Would it hurt to allow any nonmemory operand here and just force the
"unsupported" constants into a register?
> + {
> + if (satisfies_constraint_Wc0 (operands[2]))
> + {
> + rtx reg = gen_reg_rtx (<MODE>mode);
> + emit_insn (gen_vec_duplicate_const_0<mode> (reg, operands[2]));
Can't we emit a move_insn directly without going through the new pattern?
Or will that be optimized away in between? And the new pattern isn't
actually a duplicate but a move anyway so maybe a force_reg (operands[2]) would
already do? Probably initial values other than 0 don't work out of the box?
In any case it wouldn't hurt to describe the "design decisions" (i.e. why
we need one thing and not another) so it's easier to follow the patterns
in the future.
Regards
Robin
Hi Robin,
>> +(define_expand "vcond_mask_<mode><vm>"
>> + [(set (match_operand:V_VLS 0 "register_operand")
>> + (if_then_else:V_VLS
>> + (match_operand:<VM> 3 "register_operand")

+---+

## REQUESTS
- A) Reproduce the part of the review thread that begins with "Would it hurt" and ends after "if (satisfies_constraint_Wc0 (operands[2]))".
- B) In the review thread, why does the reviewer ask for the design decisions to be described?
Rely only on the review thread for your answers.

## INFORMATION PROVIDED
+---+

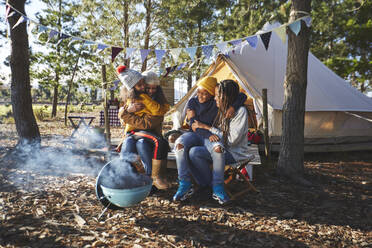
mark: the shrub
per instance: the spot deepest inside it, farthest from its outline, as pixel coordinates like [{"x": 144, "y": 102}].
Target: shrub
[{"x": 8, "y": 120}]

+---+

## EXERCISE RESULTS
- A)
Would it hurt to allow any nonmemory operand here and just force the
"unsupported" constants into a register?
> + {
> + if (satisfies_constraint_Wc0 (operands[2]))

- B) Describing the design decisions, meaning why one thing is needed and not another, would make the patterns easier to follow in the future.